> GOAL: Condense the paragraph in the blog excerpt below that begins "Until someone can explain to me" into two sentences, keeping its main points.

But, there it is. And until you figure out a way to connect with a parallel universe, you're going to have to deal with it in a manner that is more effective than telling people to shut up when they point out the Emperor (regardless of ethnic background or which wing of the Corporate War Party he or she represents) has no clothes.

Until someone can explain to me the advantages of compromising with evil (that which doesn't support life) I will continue to hold moral actors accountable for their actions based on the way that natural systems principles contribute to healthy, vibrant and resilient--that is, sustainable--ecosystems. Which we are perfectly capable of duplicating. Right now.

4 comments:

Papa MacSchenken said...

If you are right, then how do we make progress?
From what I read, you either want congress to make the "deep green" dream package of legislation or have people implement it themselves. What I don't get is - what does that look like?

> RECORDS SUPPLIED:
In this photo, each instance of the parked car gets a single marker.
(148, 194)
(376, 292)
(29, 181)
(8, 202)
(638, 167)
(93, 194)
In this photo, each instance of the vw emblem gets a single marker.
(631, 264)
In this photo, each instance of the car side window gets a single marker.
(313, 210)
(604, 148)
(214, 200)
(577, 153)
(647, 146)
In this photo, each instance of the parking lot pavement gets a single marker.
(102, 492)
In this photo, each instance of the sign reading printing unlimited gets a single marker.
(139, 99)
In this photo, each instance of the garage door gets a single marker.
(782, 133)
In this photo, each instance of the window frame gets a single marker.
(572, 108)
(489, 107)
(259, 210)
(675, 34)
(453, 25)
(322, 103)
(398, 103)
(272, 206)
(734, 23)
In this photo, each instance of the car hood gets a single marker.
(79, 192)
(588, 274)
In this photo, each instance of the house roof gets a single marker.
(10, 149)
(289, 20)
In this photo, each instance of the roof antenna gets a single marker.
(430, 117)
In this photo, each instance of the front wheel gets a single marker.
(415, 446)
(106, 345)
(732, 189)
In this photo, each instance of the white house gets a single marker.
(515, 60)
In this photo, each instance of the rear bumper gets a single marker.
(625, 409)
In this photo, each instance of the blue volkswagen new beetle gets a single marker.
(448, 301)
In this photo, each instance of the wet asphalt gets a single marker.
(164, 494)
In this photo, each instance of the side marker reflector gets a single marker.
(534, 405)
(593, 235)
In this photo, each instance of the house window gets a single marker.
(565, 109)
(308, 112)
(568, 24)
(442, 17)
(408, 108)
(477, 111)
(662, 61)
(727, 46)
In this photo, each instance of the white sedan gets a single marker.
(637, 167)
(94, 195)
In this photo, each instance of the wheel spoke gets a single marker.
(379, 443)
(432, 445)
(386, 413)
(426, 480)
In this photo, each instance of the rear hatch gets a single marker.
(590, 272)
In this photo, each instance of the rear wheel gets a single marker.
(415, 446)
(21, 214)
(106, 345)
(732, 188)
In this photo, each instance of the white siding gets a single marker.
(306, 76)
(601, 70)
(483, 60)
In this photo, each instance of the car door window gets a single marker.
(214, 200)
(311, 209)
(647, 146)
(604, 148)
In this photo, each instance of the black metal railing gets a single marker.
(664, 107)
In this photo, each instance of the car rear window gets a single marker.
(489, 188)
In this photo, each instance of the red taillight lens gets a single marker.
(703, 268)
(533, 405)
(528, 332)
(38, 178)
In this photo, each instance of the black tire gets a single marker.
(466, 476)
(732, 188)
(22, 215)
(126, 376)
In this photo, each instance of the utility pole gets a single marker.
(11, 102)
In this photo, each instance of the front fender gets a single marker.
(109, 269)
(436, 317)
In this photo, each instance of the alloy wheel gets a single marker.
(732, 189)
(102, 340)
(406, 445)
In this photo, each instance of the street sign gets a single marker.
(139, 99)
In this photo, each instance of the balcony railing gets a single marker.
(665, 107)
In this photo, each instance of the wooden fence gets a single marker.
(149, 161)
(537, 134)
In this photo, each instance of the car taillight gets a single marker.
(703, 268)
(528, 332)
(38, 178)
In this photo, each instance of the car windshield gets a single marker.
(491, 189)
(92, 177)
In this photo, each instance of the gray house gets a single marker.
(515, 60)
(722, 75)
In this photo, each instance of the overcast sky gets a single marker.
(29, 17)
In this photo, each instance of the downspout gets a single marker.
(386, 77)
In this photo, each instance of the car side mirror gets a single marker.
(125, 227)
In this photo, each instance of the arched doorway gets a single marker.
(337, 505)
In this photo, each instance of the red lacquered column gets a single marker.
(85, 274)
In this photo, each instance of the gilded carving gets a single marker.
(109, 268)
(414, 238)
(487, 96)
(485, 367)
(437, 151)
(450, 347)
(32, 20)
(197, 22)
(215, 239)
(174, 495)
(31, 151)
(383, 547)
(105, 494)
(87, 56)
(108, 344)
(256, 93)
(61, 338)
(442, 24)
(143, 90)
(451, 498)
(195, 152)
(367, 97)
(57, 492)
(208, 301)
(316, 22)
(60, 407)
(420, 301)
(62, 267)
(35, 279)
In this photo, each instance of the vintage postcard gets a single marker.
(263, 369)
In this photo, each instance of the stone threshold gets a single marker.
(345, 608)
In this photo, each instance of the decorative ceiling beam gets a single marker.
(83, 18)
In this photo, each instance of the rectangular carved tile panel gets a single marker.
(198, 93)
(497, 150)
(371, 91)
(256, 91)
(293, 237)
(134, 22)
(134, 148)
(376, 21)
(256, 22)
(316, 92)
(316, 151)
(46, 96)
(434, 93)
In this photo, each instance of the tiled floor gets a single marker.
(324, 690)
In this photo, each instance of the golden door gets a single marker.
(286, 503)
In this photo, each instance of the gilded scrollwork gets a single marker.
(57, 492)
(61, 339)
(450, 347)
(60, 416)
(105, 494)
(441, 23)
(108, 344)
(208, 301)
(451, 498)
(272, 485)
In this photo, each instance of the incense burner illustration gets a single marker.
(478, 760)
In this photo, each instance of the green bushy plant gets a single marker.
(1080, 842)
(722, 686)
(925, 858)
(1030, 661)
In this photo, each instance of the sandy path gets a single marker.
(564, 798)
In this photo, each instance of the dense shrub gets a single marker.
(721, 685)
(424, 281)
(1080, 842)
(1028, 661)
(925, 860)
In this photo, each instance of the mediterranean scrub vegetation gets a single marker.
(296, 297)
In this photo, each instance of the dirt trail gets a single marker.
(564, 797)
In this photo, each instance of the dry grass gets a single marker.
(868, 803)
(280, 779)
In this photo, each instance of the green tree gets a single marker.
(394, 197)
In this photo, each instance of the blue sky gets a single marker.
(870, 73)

> THE COMPLETED TASK: Until someone explains the advantages of compromising with evil, defined as that which doesn't support life, the writer will keep holding moral actors accountable for their actions. The standard is how natural systems principles contribute to healthy, vibrant, resilient, sustainable ecosystems, which we can duplicate right now.